Set task →
Rewrite only the lines between the one holding "Annotate the child" and the one holding "Annotate the asphalt", inclusive. Replace "hiking boot" with "work boot" and leave everything else unchanged.
--- Provided information ---
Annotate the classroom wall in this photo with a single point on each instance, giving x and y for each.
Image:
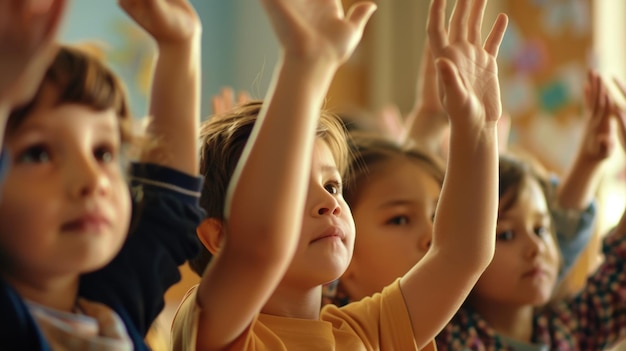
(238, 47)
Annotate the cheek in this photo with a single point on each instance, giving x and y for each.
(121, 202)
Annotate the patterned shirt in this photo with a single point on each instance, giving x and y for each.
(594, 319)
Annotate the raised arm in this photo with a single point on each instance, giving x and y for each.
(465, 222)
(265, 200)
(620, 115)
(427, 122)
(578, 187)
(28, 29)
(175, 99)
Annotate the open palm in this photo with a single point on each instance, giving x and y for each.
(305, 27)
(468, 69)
---
--- Provided information ---
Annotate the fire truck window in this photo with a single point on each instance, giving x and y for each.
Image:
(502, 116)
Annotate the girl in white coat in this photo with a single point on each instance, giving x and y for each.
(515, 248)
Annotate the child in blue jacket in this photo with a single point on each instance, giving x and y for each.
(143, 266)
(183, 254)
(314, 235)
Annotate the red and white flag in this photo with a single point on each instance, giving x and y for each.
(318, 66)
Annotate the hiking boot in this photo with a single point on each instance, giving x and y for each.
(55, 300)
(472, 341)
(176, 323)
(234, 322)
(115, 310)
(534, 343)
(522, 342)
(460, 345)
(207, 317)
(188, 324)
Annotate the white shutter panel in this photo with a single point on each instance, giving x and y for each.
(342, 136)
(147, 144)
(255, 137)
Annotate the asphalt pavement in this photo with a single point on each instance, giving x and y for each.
---
--- Provided information ---
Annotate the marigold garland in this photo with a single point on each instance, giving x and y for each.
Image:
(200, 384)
---
The reply →
Annotate the child in blue jacket in this photo with a single point on each instance, giving x and y for each.
(143, 266)
(183, 254)
(314, 235)
Annotate the red and white flag in this photo with a single point on each instance, giving x and y for each.
(318, 66)
Annotate the work boot in this photo with a single point on each instance, giving x and y for each.
(55, 300)
(472, 341)
(176, 323)
(234, 322)
(115, 310)
(534, 343)
(522, 342)
(460, 345)
(207, 317)
(188, 324)
Annotate the white shutter panel in this photo with a single point on each instance, giving x and y for each.
(342, 136)
(147, 144)
(255, 137)
Annotate the asphalt pavement in this photo with a single point on each instance, giving x and y for each.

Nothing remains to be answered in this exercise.